▸ TASK REQUIREMENTS
According to the news report on European shares, how much did Apple's Frankfurt-listed shares drop?

By Ambar Warrick
(Reuters) - European shares dropped on Tuesday as a revenue warning from Apple Inc (O:AAPL) sent shockwaves through the tech sector, hammering iPhone parts makers and underlining the impact of the coronavirus outbreak on global supply chains.
Apple's Frankfurt-listed shares (F:AAPL) dropped nearly 5% after the company said it would miss its March-quarter sales outlook due to the epidemic, which has killed more than 1,800 people and forced businesses to shut operations.
Shares of STMicroelectronics NV (MI:STM) and Dialog Semiconductor (DE:DLGS), which supply components to Apple, fell 2.7% and 5.5%, respectively.
The technology-heavy German stock index (GDAXI) plunged 0.8%, while the European tech index (SX8P) fell 1.4%.
While the European tech index has risen more than 7% this year on hopes of demand recovering on the back of easing global trade tensions, the virus outbreak may reverse those gains given China's large presence in the technology supply chain.
"There are hundreds of other companies who are in this predicament, with manufacturing as well as stores in China," said Neil Campling, head of TMT research at wealth manager Mirabaud.
"The main effect of Apple having gone first will be to force others to follow soon or risk being accused of a cover-up."
The pan-European STOXX 600 index (STOXX) fell 0.6% by 0951 GMT, having ended at a record high on Monday after China outlined fresh stimulus measures to mitigate the virus' economic impact.

▸ DATA LISTING
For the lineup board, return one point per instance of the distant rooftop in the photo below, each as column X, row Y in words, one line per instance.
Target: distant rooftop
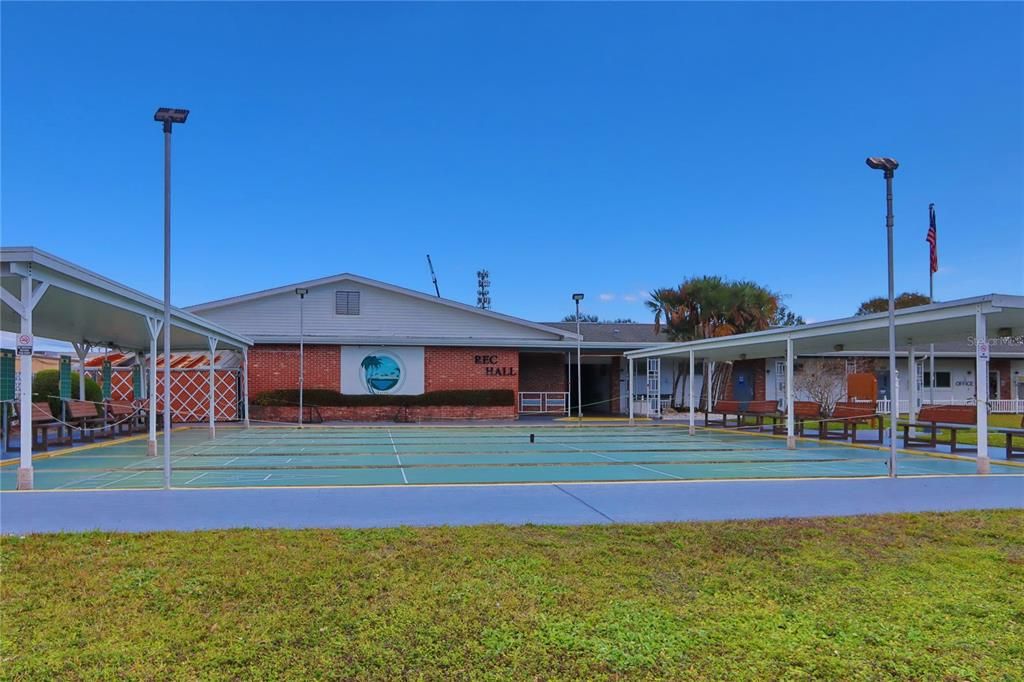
column 612, row 332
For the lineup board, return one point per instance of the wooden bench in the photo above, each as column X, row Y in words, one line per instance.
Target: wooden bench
column 850, row 416
column 761, row 410
column 953, row 418
column 82, row 415
column 723, row 408
column 42, row 423
column 803, row 412
column 125, row 418
column 1014, row 451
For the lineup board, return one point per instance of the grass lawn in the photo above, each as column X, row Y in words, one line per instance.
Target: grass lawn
column 916, row 596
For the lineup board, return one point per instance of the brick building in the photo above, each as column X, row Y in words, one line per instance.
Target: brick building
column 363, row 336
column 360, row 336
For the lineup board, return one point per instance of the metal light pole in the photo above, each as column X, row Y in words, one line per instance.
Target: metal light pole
column 168, row 117
column 578, row 298
column 301, row 292
column 889, row 166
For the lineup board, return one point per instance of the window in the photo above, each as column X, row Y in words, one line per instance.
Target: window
column 942, row 380
column 346, row 302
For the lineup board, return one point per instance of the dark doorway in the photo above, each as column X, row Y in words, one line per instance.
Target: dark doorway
column 883, row 378
column 742, row 384
column 596, row 388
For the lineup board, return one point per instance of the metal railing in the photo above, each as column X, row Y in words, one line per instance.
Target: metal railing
column 544, row 402
column 995, row 406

▸ FINISHED TASK
Nearly 5%.